On ignore combien de médias d’ici ont recours aux Instant Articles. On sait cependant qu’aux États-Unis, plusieurs médias les abandonnent.

Dans les données, dont je rend accessible, ci-dessous, toute la portion 2013-2017, vous verrez peut-être deux choses qui vous paraîtront étranges.

  1. D’abord, le nombre de partages, de réactions ou de commentaires que vous pourrez voir sur Facebook pourrait légèrement différer de ce qui se trouve dans mes données. C’est que j’ai fait mon moissonnage dans les premières semaines de janvier 2018. Il est possible que certaines publications suscitent encore certaines réactions, commentaires ou aient été partagées entretemps. Il est également possible que certains utilisateurs aient retiré leur réaction ou encore que certains utilisateurs aient cessé d’être abonnés à Facebook et que leurs réactions aient alors cessé de paraître en ligne.
  2. Par ailleurs, on sait que Facebook a instauré, en février 2016, d’autres types de réactions que les «j’aime». Or, on trouve ces nouveaux types de réactions sur des publications des années antérieures, comme celle-ci de Radio-Canada Information datant de 2013. Erreur dans les données? Non. Il s’agit tout simplement de réactions enregistrées après février 2016 par des abonnés Facebook qui ont découvert ce contenu tardivement.
Définition: qu’est-ce que l’engagement

L’engagement est défini par Facebook comme «le nombre total d’actions entreprises sur votre Page Facebook et sur les publications de celle-ci». Ces actions peuvent inclure «l’attribution de mentions J’aime à votre Page, le fait d’aimer une publication, la consultation de votre emplacement, un clic sur un lien, et bien plus», selon Facebook.

Comme on peut interagir avec différents «produits», sur Facebook, il existe plusieurs définitions de l’engagement dans l’univers du marketing. L’engagement d’une publication est généralement reconnu comme étant la somme des partages, des réactions et des commentaires sur cette publication.

Travail à faire ▸
**A.** D'après l'extrait sur l'engagement Facebook, quand Facebook a-t-il instauré des types de réactions autres que les «j'aime» ?
**B.** Rédigez la suite de l'extrait sur l'engagement Facebook à partir de sa dernière phrase.
Le matériel qui suit n'a aucun lien avec l'extrait sur l'engagement Facebook.

Matériel recueilli ▸

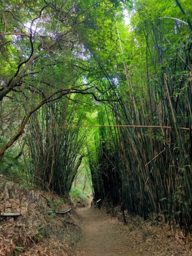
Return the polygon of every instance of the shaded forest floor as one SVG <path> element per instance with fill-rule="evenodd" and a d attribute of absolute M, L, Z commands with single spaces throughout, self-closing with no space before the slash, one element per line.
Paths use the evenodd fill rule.
<path fill-rule="evenodd" d="M 97 209 L 81 208 L 77 212 L 83 236 L 76 256 L 192 255 L 182 239 L 149 222 L 141 226 L 130 219 L 125 225 Z"/>
<path fill-rule="evenodd" d="M 90 204 L 76 210 L 56 195 L 0 179 L 0 214 L 21 214 L 0 219 L 1 256 L 192 256 L 182 232 L 163 223 L 128 216 L 125 225 L 118 210 L 112 217 Z"/>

Réponses finales ▸
**A.** En février 2016.

**B.**
J’ai étendu cette définition pour ajouter le nombre de réponses aux commentaires (les gens qui commentent un commentaire) et le nombre de J’aime à un commentaire, deux paramètres qu’il est relativement facile de récolter sur l’API Graph. Les abonnés de Facebook peuvent également réagir d’autres façons aux commentaires («haha», «wow», etc.). Ils peuvent aussi réagir aux réponses à ces mêmes commentaires. L’API Graph permet de compter ces réactions supplémentaires, mais c’est une opération un peu plus complexe qui aurait allongé le temps consacré au moissonnage et que je n’ai donc pas effectuée.

C’est ainsi que ma définition de l’engagement est la suivante: la somme des partages, des réactions (les six possibles) et des commentaires (auxquels on ajoute les «j’aime» à ces commentaires et les réponses à ces mêmes commentaires). L’engagement moyen est l’engagement divisé par le nombre de publications au cours d’une période donnée.

Sommaire des résultats (2013-2017)

L’infographie ci-dessous présente un sommaire de l’ensemble de ces données pour toute la période étudiée (2013-2017).

Sommaire des résultats par année

Le graphique interactif ci-dessous présente, pour sa part, un sommaire par année des différents types d’interaction suscités par les publications des médias d’ici sur Facebook.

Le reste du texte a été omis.